-- begin Provided passage --

Who are the Vistani?

The Vistani are wanderers who live outside civilization, travelling about in horse-drawn, barrel-topped wagons, engaging in fleeting merriment and explicit secrecy. The Vistani have been blessed with amazing mist walking prowess that allows them to traverse the mist-soaked lands of the Domains of Dread with relative ease. Though it is few Vistani who know how tenuous this connection really is.
In Spite of their isolationist tendencies, there remain innumerable observable similarities in Vistani lifestyles which bind all the tasques together as a single people. They all own the name “Vistani,” of course, a word in the patterna that translates as “human” or “thinking creature." All Vistani practice fortune-telling to some extent and all of them can invoke the evil eye. And, of course, all Vistani are possessed of the power to lay curses on other people in the most terrible ways.
One can also easily infer all Vistani are related culturally if one notes the common presence of various belongings. For example, the construction of their wagons, called vardos, are remarkably similar from tribe to tribe, and virtually all of them use such trappings as the tarokka cards of fate, knucklebones, or spirit boards.
It is possible that all these similarities occur not because the Vistani are, at their base, the same people, but because they all share the same lifestyle. They have no doubt shared and adopted one another’s daily habits through centuries of crossed paths, gravitating toward the most efficient way to live as they all do. Hence, the round-topped vardo is the wagon design most serviceable to their daily lives, the nightly campfire is the best place to pass on their culture to future generations, and so forth. As to the commonality of their arcane powers—the ability to curse, cast fortunes, and so on—one can only guess: Universal rejection by giorgios has brought them closer together, and they have combined their knowledge for mutual protection, giving outsiders true cause to fear them.
The Vistani are, simply, storytellers. Linked to the domains of dread in ways unfathomable, these enigmatic folk travel from place to place both, in and outside the Dead Domains. Vistani frequently adopts the lost and disenfranchised into their communities, making for a riotous amalgam of fractured cultures and ideologies united by the same call to pursue legends in the making wherever they occur.

-- end Provided passage --
-- begin Data listing --

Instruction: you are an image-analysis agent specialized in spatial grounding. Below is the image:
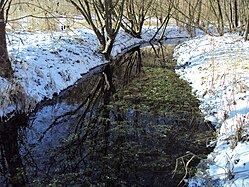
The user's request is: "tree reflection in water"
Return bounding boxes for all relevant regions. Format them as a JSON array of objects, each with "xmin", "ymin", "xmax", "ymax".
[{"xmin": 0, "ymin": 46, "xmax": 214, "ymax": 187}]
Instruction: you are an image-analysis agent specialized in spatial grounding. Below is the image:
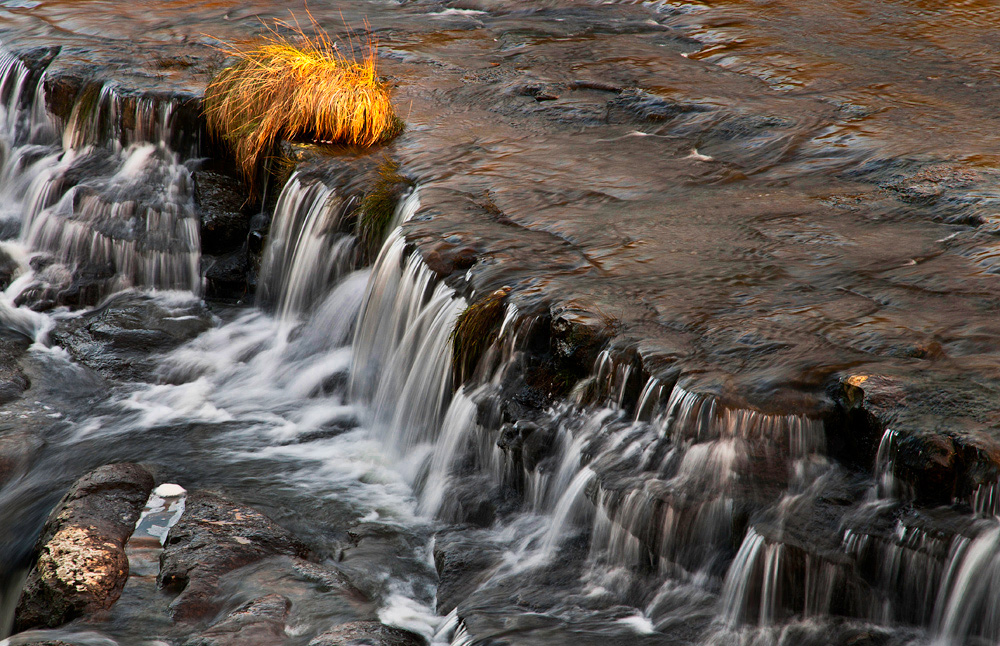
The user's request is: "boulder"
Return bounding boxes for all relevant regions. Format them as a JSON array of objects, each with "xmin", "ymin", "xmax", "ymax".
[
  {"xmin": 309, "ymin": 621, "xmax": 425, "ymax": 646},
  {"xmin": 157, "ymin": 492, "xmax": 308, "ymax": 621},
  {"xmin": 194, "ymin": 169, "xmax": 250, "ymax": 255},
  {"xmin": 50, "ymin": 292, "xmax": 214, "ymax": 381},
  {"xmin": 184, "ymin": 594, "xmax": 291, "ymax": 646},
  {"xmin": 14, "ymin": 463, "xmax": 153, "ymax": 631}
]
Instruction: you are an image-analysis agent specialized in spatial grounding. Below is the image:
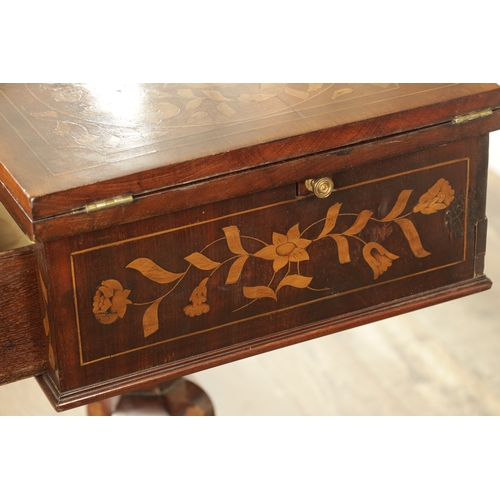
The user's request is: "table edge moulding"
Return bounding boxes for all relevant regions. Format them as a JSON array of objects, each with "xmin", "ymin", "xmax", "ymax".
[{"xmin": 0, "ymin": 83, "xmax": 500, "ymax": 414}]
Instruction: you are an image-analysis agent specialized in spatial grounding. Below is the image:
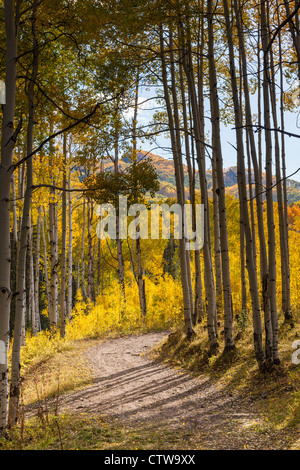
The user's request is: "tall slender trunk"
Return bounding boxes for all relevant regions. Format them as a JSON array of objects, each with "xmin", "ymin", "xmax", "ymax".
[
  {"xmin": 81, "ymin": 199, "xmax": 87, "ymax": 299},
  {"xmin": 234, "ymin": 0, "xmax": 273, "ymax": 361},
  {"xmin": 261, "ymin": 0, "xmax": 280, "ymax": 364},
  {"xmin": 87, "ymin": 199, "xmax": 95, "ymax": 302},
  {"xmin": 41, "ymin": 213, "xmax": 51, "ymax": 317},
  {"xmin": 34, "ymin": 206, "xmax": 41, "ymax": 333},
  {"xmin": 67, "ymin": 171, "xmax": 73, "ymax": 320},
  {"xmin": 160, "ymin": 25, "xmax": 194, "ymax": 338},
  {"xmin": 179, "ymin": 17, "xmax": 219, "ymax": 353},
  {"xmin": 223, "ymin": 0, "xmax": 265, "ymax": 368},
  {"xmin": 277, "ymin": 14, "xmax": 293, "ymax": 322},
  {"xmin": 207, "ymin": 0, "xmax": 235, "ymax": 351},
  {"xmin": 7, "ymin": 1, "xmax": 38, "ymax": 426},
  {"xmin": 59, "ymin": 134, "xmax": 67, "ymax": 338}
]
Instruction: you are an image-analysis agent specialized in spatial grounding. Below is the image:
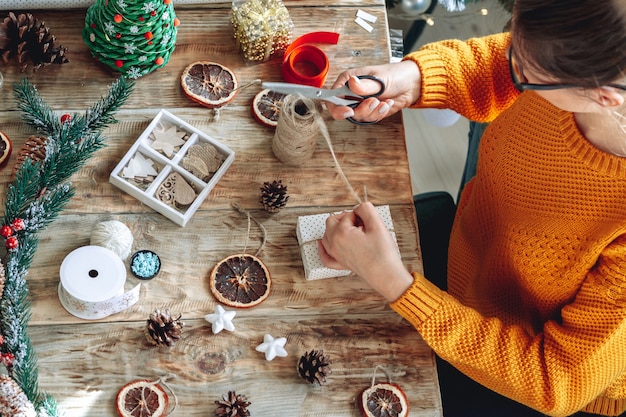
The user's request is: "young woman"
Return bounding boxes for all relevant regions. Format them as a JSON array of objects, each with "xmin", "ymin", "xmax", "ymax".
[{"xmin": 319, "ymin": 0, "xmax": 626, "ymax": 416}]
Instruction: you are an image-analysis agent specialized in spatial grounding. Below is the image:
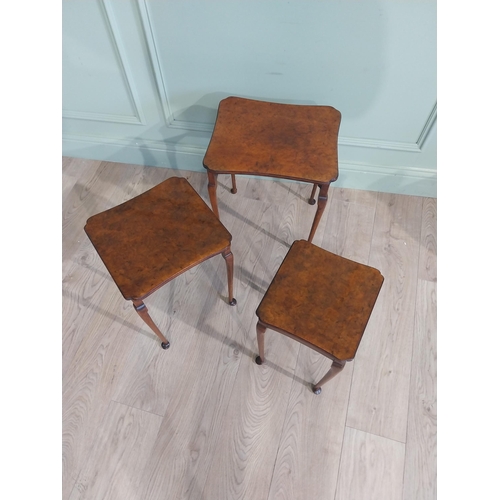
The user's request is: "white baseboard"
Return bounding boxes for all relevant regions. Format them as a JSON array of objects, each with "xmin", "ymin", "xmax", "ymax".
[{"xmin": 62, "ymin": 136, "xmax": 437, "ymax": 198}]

-- end Data listing --

- _Problems and tasks_:
1) List every line of the listing that contains the word "user".
2) Write what comes next in the text about the Vistani, picking up after its last sentence.

- _Answers for the exercise_:
1)
The user's request is: "tree reflection in water"
The user's request is: "boulder"
The user's request is: "table edge moulding"
The user's request is: "tall slender trunk"
The user's request is: "young woman"
The user's request is: "white baseboard"

2)
 

The Vistani way of daily life & culture.


The Tenants of Vistani life:

The Vistani act in isolated bands far removed by distance, some of which act very differently from each other and pursue different agendas. Three tenets unite these disparate roving bands into a cultural whole.
  1. Blood of the Covenant is thicker than the Waters of the Womb. In other words - we choose our family. You are a Vistani if the Vistani choose to accept you - you are given a new name, a new purpose, and are inducted into your new life, leaving the old one behind.
  2. Remember the Past, or lose it forever. Many Vistani died in both the Grand Conjunction and the events that followed. Newer members inducted into the fold don’t remember how it used to be - we must all remember the darkness of history or be doomed to repeat it.
  3. The Wheel Turns, and must one day come to a stop. To truly live, you must one day die. All that really matters is the journey, and how you get there. Embracing this tenet requires the Vistani to pursue a nomadic existence.
 

Encampment

One universal ritual is that of setting and striking camp. Sometimes the proper place to settle for the night is carefully scouted, and sometimes it is spontaneously chosen, but in either case, the male leader of the caravan (called the captain) paces out the dimensions of the site, then finds its center and declares, “Kir-yahg,” which loosely translates from the patterna as “Make fire,” although the command is strictly metaphorical. When the caravan has come to rest, the female leader (called the raunie, or Shae if they are too young/inexperienced to be properly honoured with the title of elder.) joins the captain at the center of camp and confirms his choice. There are rare cases when a raunie objects to a site, usually for mystical reasons, in which case the tribe must move on. Nomadism literally defines their existence, life without movement is not living at all.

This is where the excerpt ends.